* **Dataset entries**
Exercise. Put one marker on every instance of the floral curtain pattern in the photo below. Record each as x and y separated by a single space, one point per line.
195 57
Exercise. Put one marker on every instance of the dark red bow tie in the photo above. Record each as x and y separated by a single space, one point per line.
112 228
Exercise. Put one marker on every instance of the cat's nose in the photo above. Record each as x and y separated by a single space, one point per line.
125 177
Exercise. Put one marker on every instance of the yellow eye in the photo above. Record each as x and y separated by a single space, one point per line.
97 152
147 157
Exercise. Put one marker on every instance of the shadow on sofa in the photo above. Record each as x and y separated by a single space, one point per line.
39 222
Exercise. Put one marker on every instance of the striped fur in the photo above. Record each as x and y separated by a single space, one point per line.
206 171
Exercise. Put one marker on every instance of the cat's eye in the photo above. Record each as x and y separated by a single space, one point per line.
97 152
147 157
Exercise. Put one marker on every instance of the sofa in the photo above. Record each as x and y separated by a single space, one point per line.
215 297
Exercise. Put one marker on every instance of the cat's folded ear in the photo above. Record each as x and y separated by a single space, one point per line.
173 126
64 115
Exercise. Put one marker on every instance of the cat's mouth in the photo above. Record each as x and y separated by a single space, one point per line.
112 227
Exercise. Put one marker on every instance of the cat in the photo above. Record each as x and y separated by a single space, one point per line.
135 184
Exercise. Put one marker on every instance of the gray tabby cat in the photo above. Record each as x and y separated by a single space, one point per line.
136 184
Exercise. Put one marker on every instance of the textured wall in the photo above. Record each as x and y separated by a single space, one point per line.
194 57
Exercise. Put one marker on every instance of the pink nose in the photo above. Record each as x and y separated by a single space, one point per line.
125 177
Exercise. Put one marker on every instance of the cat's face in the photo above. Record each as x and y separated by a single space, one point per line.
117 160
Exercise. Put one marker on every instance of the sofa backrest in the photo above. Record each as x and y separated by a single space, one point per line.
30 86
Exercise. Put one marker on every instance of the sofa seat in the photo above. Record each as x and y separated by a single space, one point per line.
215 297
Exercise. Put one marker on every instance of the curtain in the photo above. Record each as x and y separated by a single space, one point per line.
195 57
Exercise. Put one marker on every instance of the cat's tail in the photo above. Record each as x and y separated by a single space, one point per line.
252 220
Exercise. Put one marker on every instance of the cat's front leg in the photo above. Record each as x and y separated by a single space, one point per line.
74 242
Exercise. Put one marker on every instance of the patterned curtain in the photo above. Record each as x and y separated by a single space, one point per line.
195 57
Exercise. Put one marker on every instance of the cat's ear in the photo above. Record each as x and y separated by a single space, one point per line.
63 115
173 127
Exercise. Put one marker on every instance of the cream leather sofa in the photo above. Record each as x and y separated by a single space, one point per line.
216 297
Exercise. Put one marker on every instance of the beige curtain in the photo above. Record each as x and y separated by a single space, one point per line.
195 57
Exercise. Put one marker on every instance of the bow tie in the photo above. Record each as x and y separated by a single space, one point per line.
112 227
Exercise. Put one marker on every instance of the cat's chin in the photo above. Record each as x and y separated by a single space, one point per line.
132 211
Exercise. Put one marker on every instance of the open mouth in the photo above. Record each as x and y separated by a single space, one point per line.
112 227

* **To be done**
Please rewrite the stretch from the line that contains "Exercise. Put one marker on every instance of the beige" through the end of the entries, keeping each request line as it is and scaling every point coordinate in the answers by 1.2, rounded to a whole number with halves going up.

* **Correct answer**
Exercise. Put one marker on every instance of the beige curtain in the photo above. Record each as x and y separated by a single space, one point per line.
234 68
Exercise. Put one marker on every instance of the bow tie in the photo above. Record each as x and y separated by a single space, one point per line.
134 272
Exercise. Put one marker on every instance of the cat's chin in the photo above. Record each as x and y separated by a single space, one point per line.
158 253
Exercise. Put one marker on every instance of the open mouth in the photo above. Record each as x and y separated by a single space, one point per line.
134 272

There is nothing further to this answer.